» Given instruction a
Reproduce the stretch of the records from the line containing "the large mossy" through the end of the records, substituting "forest floor debris" for "leaf litter" and leaving everything else unchanged.

» Document excerpt
_ _ _ _ _ _ _
Thread: First Step to Major Use: Integrated Full-Text Search
Hi, I've been using Postgres for 3 years now, and as far as I'm concerned, it blows all other open source (and many commercial) database systems out of the water. I'm kind of upset at its lack of support by web hosts, open source projects, and the web developer community-at-large. I'm putting together an e-Commerce application framework specifically designed for web programmers and developers (more flexibility/easier high-end customization at the expense of being useful to non-professionals) and I designed it originally with Postgres (though it does have a data abstraction layer). I realized that the full-text search support for Postgres would be sketchy and most users might opt for MySQL instead since (A) their host doesn't support Tsearch2 or OpenFTS (i.e., the user needs special rights to install custom functions on Pgsql that most hosts won't allow) or (B) they're great developers... but not great Sysadmins or DbAdmins and messing with the database server is out-of-their-league. Now, Tsearch2 (which I use primarily) beats MySQL's native search out of the water (or at least the last version that I used, which didn't return any results if the total number of results was below a certain threshold). It's very powerful, customizeable, and relatively easy to use - or at least easy enough for any developer familiar with SQL. I think a major step that the development community behind Pgsql could take to advance the project would be to take Tsearch2 or OpenFTS and make one of them (I prefer the Tsearch2 architecture, but then I haven't used OpenFTS in a while) native to Postgres rather than a contrib. What do you think? C. Filipe Medeiros http://www.nutritionalcenter.com/
Am Montag, 5. Dezember 2005 20:09 schrieb C. Filipe Medeiros: > I think a major step that the development community behind Pgsql > could take to advance the project would be to take Tsearch2 or OpenFTS > and make one of them (I prefer the Tsearch2 architecture, but then I > haven't used OpenFTS in a while) native to Postgres rather than a contrib. This is certainly a completely misguided solution to your problem. Imagine what software packages like Linux, Perl, or Apache would look like today if the response to every "my hoster has not installed module X" had been "let's put X in the core distribution". One could certainly argue about the merits of full-text search in particular, but that will only postpone your real problem until next week.
_ _ _ _ _ _ _
» Given information

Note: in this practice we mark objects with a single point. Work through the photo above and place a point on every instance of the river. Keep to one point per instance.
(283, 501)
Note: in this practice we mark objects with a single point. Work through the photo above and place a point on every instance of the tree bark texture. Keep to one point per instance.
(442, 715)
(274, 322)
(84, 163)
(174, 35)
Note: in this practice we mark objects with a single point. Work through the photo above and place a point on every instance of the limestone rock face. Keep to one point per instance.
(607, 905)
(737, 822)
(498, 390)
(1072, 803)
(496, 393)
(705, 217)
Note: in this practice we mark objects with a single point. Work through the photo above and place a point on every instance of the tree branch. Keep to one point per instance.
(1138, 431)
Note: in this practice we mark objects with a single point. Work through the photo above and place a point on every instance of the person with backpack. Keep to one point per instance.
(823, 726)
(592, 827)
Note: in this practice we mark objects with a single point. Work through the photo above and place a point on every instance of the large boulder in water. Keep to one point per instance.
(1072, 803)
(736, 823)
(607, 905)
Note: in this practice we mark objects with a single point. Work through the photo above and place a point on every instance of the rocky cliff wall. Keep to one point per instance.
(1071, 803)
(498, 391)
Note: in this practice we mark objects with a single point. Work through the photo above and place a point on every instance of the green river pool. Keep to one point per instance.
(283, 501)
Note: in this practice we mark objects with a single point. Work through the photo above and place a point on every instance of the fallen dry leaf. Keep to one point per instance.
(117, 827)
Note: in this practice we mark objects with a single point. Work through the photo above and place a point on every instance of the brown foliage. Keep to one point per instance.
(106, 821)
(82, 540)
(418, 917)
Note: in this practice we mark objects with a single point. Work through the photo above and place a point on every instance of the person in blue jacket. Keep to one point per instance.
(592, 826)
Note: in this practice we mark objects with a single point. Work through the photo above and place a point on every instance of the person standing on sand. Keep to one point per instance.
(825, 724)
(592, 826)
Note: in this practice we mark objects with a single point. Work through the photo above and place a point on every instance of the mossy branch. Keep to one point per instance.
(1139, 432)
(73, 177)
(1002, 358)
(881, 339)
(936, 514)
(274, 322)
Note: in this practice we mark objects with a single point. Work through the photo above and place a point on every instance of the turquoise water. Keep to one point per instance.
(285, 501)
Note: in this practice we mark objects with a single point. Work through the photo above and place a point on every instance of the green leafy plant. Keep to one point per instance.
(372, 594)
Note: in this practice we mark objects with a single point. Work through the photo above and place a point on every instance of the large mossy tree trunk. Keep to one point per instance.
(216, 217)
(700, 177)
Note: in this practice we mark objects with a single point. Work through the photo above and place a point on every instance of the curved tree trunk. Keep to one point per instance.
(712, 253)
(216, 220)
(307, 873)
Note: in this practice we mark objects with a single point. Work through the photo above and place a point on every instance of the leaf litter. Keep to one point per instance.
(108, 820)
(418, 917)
_ _ _ _ _ _ _
» Given instruction b
Write the next part of the forum thread on making full-text search native to Postgres, starting from where it stops.

» Response a
Note: in this practice we mark objects with a single point. Work through the photo above and place a point on every instance of the large mossy tree trunk. Keep to one point per instance.
(216, 217)
(700, 177)
Note: in this practice we mark objects with a single point. Work through the photo above and place a point on every instance of the curved tree trunk. Keep to one point per instance.
(712, 253)
(216, 220)
(307, 873)
Note: in this practice we mark objects with a single point. Work through the photo above and place a point on every instance of the forest floor debris. Keep to one point per instance.
(108, 820)
(418, 917)

» Response b
Peter Eisentraut wrote: > Am Montag, 5. Dezember 2005 20:09 schrieb C. Filipe Medeiros: > >> I think a major step that the development community behind Pgsql >> could take to advance the project would be to take Tsearch2 or OpenFTS >> and make one of them (I prefer the Tsearch2 architecture, but then I >> haven't used OpenFTS in a while) native to Postgres rather than a contrib. >> > > This is certainly a completely misguided solution to your problem. Imagine > what software packages like Linux, Perl, or Apache would look like today if > the response to every "my hoster has not installed module X" had been "let's > put X in the core distribution". One could certainly argue about the merits > of full-text search in particular, but that will only postpone your real > problem until next week. > Not to mention that Tsearch2 is part of PostgreSQL. If your hoster doesn't realize the benifits, change hosting companies ;)... Or ask them to install postgresql-contrib. Joshua D. Drake > ---------------------------(end of broadcast)--------------------------- > TIP 1: if posting/reading through Usenet, please send an appropriate > subscribe-nomail command to majordomo@postgresql.org so that your > message can get through to the mailing list cleanly >
Hi there,
All good points, however I want to point out this isn't my personal issue, since I host my own websites. My only problem is that if I license my software out to people, and they have the option of using Postgres or MySQL, they're going to support MySQL because more hosts support MySQL than those who support Postgres WITH a search module enabled. I don't have a problem installing Tsearch2 myself, but I'm not going to responsible for doing it for every single one of my licensees.
I'll break my argument FOR full-text integration in the following few points:
Development-wise may be another issue entirely.
- Filipe
Joshua D. Drake wrote:
All good points, however I want to point out this isn't my personal issue, since I host my own websites. My only problem is that if I license my software out to people, and they have the option of using Postgres or MySQL, they're going to support MySQL because more hosts support MySQL than those who support Postgres WITH a search module enabled. I don't have a problem installing Tsearch2 myself, but I'm not going to responsible for doing it for every single one of my licensees.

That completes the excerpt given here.